- **Activity**: In the records below, find the line that contains "Would you be able to point to the beige", then write out that line and each one after it exactly, up to and including the last.

- **Source information**:
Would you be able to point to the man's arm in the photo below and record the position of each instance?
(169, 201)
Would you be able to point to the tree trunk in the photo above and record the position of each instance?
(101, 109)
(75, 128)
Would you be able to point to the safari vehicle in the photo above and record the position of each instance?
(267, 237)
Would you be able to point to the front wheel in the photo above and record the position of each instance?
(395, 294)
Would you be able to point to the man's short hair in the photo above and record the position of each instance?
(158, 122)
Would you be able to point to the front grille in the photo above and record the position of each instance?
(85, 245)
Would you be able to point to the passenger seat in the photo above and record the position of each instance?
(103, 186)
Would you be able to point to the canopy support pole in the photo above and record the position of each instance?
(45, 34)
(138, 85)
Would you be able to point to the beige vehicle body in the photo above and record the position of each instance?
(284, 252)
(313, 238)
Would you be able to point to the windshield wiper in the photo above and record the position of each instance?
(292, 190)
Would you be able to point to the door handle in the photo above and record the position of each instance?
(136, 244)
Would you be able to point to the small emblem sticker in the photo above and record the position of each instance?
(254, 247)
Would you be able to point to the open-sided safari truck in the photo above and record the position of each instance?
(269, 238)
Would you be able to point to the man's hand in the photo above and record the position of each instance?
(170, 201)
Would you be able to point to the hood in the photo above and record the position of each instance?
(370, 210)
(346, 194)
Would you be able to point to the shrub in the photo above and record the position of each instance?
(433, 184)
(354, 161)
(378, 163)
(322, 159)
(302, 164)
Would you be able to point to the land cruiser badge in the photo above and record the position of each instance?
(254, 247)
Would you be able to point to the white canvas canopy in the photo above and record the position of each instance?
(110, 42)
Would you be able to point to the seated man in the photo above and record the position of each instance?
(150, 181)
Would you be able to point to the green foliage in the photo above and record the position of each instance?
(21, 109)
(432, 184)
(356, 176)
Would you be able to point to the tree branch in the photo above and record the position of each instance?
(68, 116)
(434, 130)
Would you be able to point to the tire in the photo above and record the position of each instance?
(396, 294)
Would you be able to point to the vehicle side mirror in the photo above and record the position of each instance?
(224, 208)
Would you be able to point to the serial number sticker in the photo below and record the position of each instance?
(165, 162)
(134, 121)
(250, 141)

- **Your solution**:
Would you be able to point to the beige vehicle body in the photo above and record the position of each instance?
(284, 252)
(313, 238)
Would you be able to point to the windshield wiper in the photo above and record the position of each instance?
(292, 190)
Would you be able to point to the door handle in the photo above and record the position of each instance?
(136, 244)
Would you be able to point to the small emblem sticker in the photo above and record the position of each instance?
(254, 247)
Would you be able to point to the open-sided safari truck in the photo above and record the position of each instance?
(269, 238)
Would you be able to point to the man's hand in the photo above and record the position of each instance?
(170, 201)
Would you be able to point to the hood in the photo above and record the position of each instance?
(370, 210)
(346, 194)
Would you be able to point to the shrub in the photo above and record the position of each instance?
(433, 184)
(354, 161)
(378, 163)
(322, 159)
(302, 164)
Would you be able to point to the land cruiser badge in the photo above and record the position of each instance?
(254, 247)
Would you be able to point to the white canvas canopy in the photo above and record the position of each instance?
(110, 42)
Would you be able to point to the seated man in the photo above and record the position of each instance?
(150, 181)
Would you be able to point to the green foliage in the photo above and record the position of each instance?
(21, 109)
(432, 184)
(356, 176)
Would you be able to point to the tree branch in the photo above and record the position of each instance?
(68, 116)
(434, 130)
Would you be able to point to the tire in the photo above and record the position of each instance?
(396, 294)
Would you be able to point to the vehicle side mirror in the photo above and record the position of each instance?
(224, 208)
Would you be able to point to the serial number sticker in the photo below and record the position of each instance?
(165, 162)
(134, 121)
(250, 141)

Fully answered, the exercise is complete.